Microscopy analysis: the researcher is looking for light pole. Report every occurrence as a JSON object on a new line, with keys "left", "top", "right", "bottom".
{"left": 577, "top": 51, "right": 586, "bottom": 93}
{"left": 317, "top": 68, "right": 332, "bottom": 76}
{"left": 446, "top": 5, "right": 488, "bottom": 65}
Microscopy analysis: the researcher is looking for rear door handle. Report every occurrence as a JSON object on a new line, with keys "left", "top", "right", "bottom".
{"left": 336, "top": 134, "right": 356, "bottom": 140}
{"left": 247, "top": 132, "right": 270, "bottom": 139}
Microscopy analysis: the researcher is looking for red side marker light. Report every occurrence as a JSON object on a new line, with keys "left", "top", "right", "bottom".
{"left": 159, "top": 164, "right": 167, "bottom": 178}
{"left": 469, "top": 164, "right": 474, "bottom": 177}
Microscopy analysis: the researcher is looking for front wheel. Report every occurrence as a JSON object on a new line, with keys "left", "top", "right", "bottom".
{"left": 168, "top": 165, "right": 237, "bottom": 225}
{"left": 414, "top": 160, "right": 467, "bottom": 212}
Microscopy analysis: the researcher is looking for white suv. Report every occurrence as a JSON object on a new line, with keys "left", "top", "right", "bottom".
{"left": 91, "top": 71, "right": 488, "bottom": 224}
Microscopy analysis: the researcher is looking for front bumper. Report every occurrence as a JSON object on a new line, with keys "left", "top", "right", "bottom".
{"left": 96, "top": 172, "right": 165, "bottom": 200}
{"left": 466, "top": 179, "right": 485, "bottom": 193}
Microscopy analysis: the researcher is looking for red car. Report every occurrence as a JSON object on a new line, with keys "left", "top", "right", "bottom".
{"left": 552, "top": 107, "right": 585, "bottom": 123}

**EXERCISE GOAL:**
Reproduce the entries above in full and exactly.

**ANSWER TO THIS PROBLEM:**
Microscopy analysis: the researcher is looking for light pole. Report every occurrence as a JSON object on a new line, with keys "left", "top", "right", "bottom".
{"left": 577, "top": 51, "right": 586, "bottom": 93}
{"left": 317, "top": 68, "right": 332, "bottom": 76}
{"left": 446, "top": 5, "right": 488, "bottom": 65}
Microscopy analysis: the researcher is looking for rear door handle. Report every occurrence as a JSON object on a new line, with keys "left", "top", "right", "bottom".
{"left": 336, "top": 134, "right": 356, "bottom": 140}
{"left": 247, "top": 132, "right": 270, "bottom": 139}
Microscopy analysis: the researcher is looking for red side marker light. Report every occurrence as a JSON object on a new line, with keys "left", "top", "right", "bottom".
{"left": 159, "top": 164, "right": 167, "bottom": 178}
{"left": 469, "top": 164, "right": 474, "bottom": 177}
Microscopy analysis: the researcher is looking for front wheel. Report every occurrence as a JSON object on a new line, with keys "left", "top", "right", "bottom".
{"left": 168, "top": 165, "right": 237, "bottom": 225}
{"left": 414, "top": 160, "right": 467, "bottom": 212}
Microscopy analysis: the researcher is looking for white suv. Report every occurrence as a JSON object on a new line, with keys "left", "top", "right", "bottom".
{"left": 91, "top": 71, "right": 488, "bottom": 224}
Microscopy analysis: the researcher is looking for front bumper. Report every occurrence as a JSON object on a new line, with keys "left", "top", "right", "bottom".
{"left": 96, "top": 172, "right": 165, "bottom": 200}
{"left": 466, "top": 179, "right": 485, "bottom": 193}
Microscopy analysis: the researcher is looking for red car. Report every occurrence as a JSON object on a new line, with keys "left", "top", "right", "bottom".
{"left": 552, "top": 107, "right": 585, "bottom": 123}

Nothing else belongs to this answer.